--- Set exercise ---
Copy the data below, changing every "point" to "spot" and leaving everything else the same.

Point labeling data
----------

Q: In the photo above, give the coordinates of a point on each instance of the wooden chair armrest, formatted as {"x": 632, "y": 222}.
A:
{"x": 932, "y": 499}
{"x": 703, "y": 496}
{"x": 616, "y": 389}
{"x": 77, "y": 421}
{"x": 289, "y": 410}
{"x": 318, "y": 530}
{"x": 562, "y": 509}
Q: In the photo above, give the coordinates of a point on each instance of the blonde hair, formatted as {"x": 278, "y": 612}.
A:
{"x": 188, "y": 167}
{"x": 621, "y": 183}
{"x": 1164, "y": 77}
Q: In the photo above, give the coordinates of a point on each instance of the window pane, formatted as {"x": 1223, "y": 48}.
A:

----------

--- Result of the task ---
Q: In the photo above, give the coordinates of a spot on each instance of the wooden chair armrest, formatted as {"x": 632, "y": 222}.
A:
{"x": 932, "y": 499}
{"x": 703, "y": 496}
{"x": 616, "y": 389}
{"x": 77, "y": 421}
{"x": 289, "y": 410}
{"x": 318, "y": 530}
{"x": 562, "y": 509}
Q: In the photo above, give the coordinates of a spot on each instance of the blonde hair, formatted as {"x": 278, "y": 612}.
A:
{"x": 188, "y": 167}
{"x": 621, "y": 183}
{"x": 1164, "y": 77}
Q: In the photo above, give the coordinates of a spot on each instance of the window pane, formatted as {"x": 1223, "y": 48}.
A:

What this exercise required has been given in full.